* GOAL *
Pull out every line of the items that contains the word "mountain", and list those lines.

* EXTRACTED RECORDS *

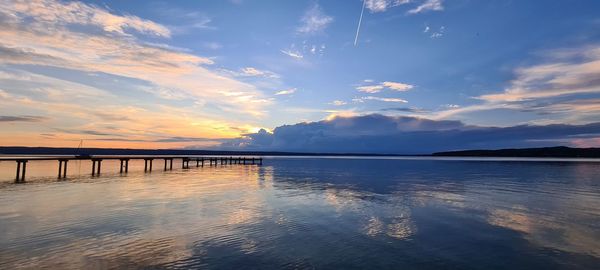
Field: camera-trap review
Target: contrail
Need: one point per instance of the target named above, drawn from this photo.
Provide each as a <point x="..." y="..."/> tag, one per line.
<point x="359" y="22"/>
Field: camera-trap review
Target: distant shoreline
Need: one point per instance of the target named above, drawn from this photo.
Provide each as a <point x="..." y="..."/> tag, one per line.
<point x="550" y="152"/>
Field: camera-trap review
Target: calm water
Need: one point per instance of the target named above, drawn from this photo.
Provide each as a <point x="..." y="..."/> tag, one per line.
<point x="306" y="213"/>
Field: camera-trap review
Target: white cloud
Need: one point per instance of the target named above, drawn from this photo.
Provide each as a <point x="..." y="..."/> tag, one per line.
<point x="398" y="86"/>
<point x="428" y="5"/>
<point x="362" y="99"/>
<point x="212" y="45"/>
<point x="370" y="88"/>
<point x="314" y="21"/>
<point x="293" y="54"/>
<point x="382" y="5"/>
<point x="565" y="86"/>
<point x="376" y="88"/>
<point x="51" y="12"/>
<point x="338" y="103"/>
<point x="286" y="92"/>
<point x="88" y="39"/>
<point x="250" y="71"/>
<point x="438" y="33"/>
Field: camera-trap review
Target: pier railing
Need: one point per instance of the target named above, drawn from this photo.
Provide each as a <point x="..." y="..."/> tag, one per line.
<point x="63" y="161"/>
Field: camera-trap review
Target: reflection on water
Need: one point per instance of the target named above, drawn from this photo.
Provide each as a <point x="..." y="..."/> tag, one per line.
<point x="306" y="213"/>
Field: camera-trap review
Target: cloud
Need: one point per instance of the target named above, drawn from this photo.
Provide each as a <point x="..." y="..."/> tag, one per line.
<point x="382" y="5"/>
<point x="565" y="84"/>
<point x="362" y="99"/>
<point x="286" y="92"/>
<point x="49" y="12"/>
<point x="338" y="103"/>
<point x="428" y="5"/>
<point x="376" y="88"/>
<point x="95" y="61"/>
<point x="314" y="21"/>
<point x="250" y="71"/>
<point x="439" y="33"/>
<point x="405" y="109"/>
<point x="293" y="54"/>
<point x="404" y="135"/>
<point x="22" y="118"/>
<point x="212" y="45"/>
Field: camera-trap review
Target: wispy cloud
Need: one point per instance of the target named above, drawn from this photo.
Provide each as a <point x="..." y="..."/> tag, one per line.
<point x="286" y="92"/>
<point x="338" y="103"/>
<point x="22" y="118"/>
<point x="252" y="72"/>
<point x="42" y="33"/>
<point x="55" y="13"/>
<point x="293" y="54"/>
<point x="376" y="88"/>
<point x="566" y="84"/>
<point x="314" y="21"/>
<point x="383" y="5"/>
<point x="362" y="99"/>
<point x="437" y="34"/>
<point x="428" y="5"/>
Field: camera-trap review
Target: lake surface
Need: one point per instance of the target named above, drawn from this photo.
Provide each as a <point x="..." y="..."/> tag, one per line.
<point x="305" y="213"/>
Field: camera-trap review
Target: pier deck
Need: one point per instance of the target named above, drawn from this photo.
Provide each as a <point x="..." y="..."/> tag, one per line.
<point x="63" y="161"/>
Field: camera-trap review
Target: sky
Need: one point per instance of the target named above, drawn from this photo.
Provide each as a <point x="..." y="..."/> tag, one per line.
<point x="414" y="76"/>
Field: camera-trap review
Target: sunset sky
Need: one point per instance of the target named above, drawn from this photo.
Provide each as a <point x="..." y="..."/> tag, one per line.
<point x="423" y="75"/>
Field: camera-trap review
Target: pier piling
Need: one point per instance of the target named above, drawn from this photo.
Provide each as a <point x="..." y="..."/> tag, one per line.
<point x="21" y="169"/>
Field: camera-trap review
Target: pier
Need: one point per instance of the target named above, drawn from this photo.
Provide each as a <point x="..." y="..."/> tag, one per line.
<point x="21" y="163"/>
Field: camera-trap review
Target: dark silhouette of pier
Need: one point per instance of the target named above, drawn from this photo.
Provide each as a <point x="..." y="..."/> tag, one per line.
<point x="124" y="163"/>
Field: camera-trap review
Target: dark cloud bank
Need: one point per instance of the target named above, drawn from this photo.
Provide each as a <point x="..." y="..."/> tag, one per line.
<point x="405" y="135"/>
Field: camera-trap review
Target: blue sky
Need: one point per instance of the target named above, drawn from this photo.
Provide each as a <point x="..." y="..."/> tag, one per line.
<point x="211" y="74"/>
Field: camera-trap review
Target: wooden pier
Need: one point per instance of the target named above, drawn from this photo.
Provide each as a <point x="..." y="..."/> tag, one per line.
<point x="124" y="163"/>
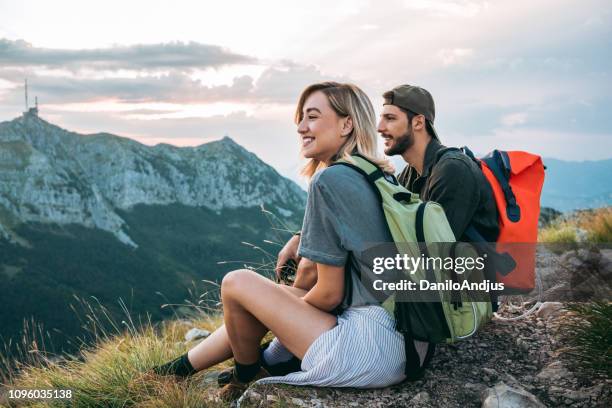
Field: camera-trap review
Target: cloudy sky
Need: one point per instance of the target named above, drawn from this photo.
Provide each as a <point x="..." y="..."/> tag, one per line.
<point x="523" y="74"/>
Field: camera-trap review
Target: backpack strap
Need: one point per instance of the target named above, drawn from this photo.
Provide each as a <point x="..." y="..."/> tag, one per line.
<point x="499" y="164"/>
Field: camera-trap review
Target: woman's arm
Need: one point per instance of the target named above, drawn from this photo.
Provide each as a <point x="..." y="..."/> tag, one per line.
<point x="327" y="293"/>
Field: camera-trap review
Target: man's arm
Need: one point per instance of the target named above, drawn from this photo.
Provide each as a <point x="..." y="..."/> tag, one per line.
<point x="454" y="187"/>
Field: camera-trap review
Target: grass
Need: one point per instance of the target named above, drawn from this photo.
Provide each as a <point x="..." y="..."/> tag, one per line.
<point x="592" y="226"/>
<point x="112" y="367"/>
<point x="114" y="372"/>
<point x="590" y="336"/>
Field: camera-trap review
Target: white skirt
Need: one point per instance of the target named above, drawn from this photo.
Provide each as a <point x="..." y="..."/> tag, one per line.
<point x="364" y="350"/>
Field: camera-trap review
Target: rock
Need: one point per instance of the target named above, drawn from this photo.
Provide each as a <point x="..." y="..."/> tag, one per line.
<point x="476" y="389"/>
<point x="196" y="334"/>
<point x="503" y="396"/>
<point x="548" y="309"/>
<point x="251" y="396"/>
<point x="491" y="373"/>
<point x="421" y="398"/>
<point x="554" y="372"/>
<point x="298" y="402"/>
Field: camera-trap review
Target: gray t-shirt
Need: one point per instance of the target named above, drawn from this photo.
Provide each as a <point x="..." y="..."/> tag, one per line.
<point x="344" y="219"/>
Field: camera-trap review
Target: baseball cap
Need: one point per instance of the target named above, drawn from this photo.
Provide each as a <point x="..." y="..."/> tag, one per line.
<point x="416" y="100"/>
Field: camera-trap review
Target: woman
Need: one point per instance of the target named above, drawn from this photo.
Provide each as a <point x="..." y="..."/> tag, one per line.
<point x="337" y="328"/>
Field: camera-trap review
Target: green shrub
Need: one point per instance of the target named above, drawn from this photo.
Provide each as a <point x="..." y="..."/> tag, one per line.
<point x="590" y="336"/>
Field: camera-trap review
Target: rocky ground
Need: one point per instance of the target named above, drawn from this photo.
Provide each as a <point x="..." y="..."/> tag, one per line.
<point x="508" y="364"/>
<point x="517" y="363"/>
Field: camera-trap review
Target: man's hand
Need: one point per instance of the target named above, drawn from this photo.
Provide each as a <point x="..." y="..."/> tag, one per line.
<point x="289" y="251"/>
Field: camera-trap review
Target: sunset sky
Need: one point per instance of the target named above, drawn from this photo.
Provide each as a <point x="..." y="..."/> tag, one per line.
<point x="529" y="75"/>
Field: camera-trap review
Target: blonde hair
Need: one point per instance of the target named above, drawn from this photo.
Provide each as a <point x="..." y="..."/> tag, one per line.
<point x="347" y="100"/>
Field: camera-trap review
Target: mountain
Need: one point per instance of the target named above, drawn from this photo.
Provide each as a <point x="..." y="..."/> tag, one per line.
<point x="105" y="216"/>
<point x="577" y="185"/>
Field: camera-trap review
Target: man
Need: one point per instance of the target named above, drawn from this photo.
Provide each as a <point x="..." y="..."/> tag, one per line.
<point x="448" y="177"/>
<point x="436" y="173"/>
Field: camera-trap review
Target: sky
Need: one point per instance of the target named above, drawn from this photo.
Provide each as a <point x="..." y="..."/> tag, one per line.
<point x="516" y="75"/>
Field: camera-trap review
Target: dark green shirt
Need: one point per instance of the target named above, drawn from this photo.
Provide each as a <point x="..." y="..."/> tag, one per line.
<point x="458" y="185"/>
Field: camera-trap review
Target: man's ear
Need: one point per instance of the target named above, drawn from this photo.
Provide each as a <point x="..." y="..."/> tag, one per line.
<point x="418" y="122"/>
<point x="347" y="127"/>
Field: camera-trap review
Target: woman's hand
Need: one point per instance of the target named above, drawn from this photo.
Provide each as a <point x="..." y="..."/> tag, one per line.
<point x="328" y="292"/>
<point x="289" y="251"/>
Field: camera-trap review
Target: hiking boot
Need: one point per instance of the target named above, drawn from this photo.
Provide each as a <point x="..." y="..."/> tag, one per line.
<point x="279" y="369"/>
<point x="235" y="388"/>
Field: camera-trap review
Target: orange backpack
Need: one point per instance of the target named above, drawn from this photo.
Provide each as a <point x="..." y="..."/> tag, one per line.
<point x="516" y="179"/>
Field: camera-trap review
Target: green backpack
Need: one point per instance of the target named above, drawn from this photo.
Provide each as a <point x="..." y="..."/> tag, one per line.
<point x="413" y="224"/>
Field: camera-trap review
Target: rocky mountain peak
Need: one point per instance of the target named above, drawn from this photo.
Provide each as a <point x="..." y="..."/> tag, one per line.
<point x="52" y="175"/>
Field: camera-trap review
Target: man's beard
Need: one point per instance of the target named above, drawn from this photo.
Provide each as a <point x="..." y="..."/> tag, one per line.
<point x="402" y="143"/>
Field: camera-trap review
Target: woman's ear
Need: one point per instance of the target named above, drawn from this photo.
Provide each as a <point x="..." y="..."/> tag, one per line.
<point x="347" y="126"/>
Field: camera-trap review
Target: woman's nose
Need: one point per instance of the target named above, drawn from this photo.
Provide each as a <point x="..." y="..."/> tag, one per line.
<point x="302" y="127"/>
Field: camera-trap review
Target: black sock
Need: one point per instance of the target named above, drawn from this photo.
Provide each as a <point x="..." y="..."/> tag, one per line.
<point x="246" y="372"/>
<point x="180" y="366"/>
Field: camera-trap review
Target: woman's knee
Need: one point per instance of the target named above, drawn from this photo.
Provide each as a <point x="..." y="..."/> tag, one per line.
<point x="236" y="281"/>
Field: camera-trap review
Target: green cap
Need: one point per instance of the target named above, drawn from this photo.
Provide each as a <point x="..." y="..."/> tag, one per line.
<point x="414" y="99"/>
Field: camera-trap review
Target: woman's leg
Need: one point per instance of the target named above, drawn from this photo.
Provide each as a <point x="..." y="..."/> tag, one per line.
<point x="252" y="305"/>
<point x="216" y="347"/>
<point x="212" y="350"/>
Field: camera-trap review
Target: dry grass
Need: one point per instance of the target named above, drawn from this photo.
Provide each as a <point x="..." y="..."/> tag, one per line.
<point x="114" y="373"/>
<point x="592" y="226"/>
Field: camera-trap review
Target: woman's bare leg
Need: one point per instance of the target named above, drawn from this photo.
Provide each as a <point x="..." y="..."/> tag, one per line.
<point x="216" y="347"/>
<point x="252" y="305"/>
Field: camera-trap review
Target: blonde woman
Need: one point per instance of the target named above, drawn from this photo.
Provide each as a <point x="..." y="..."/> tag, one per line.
<point x="337" y="328"/>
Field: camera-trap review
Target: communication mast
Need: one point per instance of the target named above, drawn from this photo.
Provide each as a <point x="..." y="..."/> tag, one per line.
<point x="30" y="111"/>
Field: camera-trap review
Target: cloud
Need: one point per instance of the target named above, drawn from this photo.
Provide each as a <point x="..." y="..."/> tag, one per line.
<point x="184" y="55"/>
<point x="277" y="84"/>
<point x="455" y="55"/>
<point x="514" y="119"/>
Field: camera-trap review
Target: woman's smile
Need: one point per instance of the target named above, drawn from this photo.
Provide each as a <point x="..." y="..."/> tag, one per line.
<point x="306" y="140"/>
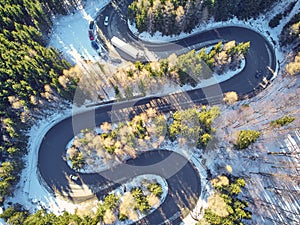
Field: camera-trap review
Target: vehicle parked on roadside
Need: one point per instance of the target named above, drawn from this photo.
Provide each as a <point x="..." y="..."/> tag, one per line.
<point x="106" y="21"/>
<point x="73" y="177"/>
<point x="258" y="74"/>
<point x="91" y="35"/>
<point x="94" y="45"/>
<point x="91" y="26"/>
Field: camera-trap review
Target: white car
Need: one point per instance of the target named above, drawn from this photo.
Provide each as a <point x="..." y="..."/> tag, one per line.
<point x="106" y="21"/>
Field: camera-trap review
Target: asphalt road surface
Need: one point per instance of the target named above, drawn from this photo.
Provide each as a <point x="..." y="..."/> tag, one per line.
<point x="185" y="181"/>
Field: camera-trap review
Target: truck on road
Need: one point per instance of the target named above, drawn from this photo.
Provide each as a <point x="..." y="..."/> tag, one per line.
<point x="127" y="48"/>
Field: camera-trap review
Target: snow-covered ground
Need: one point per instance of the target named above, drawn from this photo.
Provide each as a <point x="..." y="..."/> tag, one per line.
<point x="70" y="33"/>
<point x="70" y="36"/>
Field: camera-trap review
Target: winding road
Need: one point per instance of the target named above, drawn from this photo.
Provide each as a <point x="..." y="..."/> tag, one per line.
<point x="185" y="183"/>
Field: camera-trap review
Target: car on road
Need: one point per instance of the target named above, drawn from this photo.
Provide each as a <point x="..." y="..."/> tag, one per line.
<point x="106" y="21"/>
<point x="91" y="26"/>
<point x="258" y="74"/>
<point x="94" y="45"/>
<point x="73" y="177"/>
<point x="91" y="35"/>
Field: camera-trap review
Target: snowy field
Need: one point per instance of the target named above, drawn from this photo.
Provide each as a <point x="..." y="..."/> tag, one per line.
<point x="70" y="33"/>
<point x="71" y="37"/>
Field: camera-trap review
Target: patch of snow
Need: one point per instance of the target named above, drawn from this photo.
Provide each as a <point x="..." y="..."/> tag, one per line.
<point x="137" y="182"/>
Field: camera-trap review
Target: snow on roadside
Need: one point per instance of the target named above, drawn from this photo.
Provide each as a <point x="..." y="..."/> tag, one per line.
<point x="70" y="33"/>
<point x="137" y="182"/>
<point x="30" y="192"/>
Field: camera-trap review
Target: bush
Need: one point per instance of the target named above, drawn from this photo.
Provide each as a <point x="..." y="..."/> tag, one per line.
<point x="274" y="22"/>
<point x="156" y="189"/>
<point x="282" y="121"/>
<point x="247" y="137"/>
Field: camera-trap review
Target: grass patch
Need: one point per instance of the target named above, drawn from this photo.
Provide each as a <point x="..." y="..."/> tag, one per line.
<point x="282" y="121"/>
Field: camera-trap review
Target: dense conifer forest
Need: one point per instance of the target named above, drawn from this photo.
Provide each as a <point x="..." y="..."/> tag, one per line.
<point x="175" y="16"/>
<point x="29" y="75"/>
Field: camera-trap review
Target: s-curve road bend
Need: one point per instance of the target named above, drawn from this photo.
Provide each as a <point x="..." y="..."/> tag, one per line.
<point x="184" y="184"/>
<point x="181" y="175"/>
<point x="259" y="57"/>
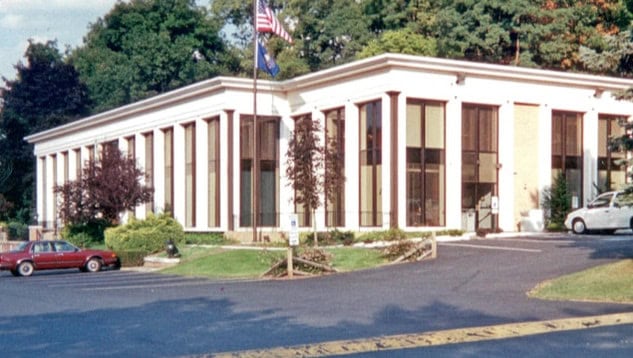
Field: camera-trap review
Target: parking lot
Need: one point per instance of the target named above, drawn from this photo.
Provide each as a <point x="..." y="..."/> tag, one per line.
<point x="132" y="313"/>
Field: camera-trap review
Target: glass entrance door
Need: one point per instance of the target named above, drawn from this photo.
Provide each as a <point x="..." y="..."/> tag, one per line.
<point x="479" y="166"/>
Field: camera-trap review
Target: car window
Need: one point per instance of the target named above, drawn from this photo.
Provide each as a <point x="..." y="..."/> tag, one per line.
<point x="20" y="247"/>
<point x="42" y="247"/>
<point x="63" y="246"/>
<point x="602" y="201"/>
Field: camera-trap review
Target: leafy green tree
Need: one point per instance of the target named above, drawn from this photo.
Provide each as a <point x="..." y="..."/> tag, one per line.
<point x="46" y="93"/>
<point x="146" y="47"/>
<point x="107" y="187"/>
<point x="557" y="202"/>
<point x="400" y="41"/>
<point x="305" y="162"/>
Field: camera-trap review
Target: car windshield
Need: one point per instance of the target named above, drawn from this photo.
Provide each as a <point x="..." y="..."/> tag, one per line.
<point x="20" y="247"/>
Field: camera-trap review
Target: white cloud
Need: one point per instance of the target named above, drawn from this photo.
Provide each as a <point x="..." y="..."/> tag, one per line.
<point x="11" y="21"/>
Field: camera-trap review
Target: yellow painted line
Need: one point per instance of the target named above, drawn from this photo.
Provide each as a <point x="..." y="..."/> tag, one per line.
<point x="426" y="339"/>
<point x="491" y="247"/>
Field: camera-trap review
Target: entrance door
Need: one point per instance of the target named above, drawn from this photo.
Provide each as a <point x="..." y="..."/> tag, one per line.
<point x="479" y="165"/>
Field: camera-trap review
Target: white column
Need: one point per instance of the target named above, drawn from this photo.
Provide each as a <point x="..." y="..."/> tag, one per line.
<point x="590" y="154"/>
<point x="545" y="148"/>
<point x="179" y="173"/>
<point x="454" y="163"/>
<point x="506" y="170"/>
<point x="385" y="162"/>
<point x="159" y="171"/>
<point x="139" y="149"/>
<point x="352" y="166"/>
<point x="202" y="174"/>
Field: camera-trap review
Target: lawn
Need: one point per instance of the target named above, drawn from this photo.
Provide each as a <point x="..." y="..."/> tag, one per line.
<point x="247" y="263"/>
<point x="606" y="283"/>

* FINISHED ANSWER *
Target: mountain
Target: rocky mountain peak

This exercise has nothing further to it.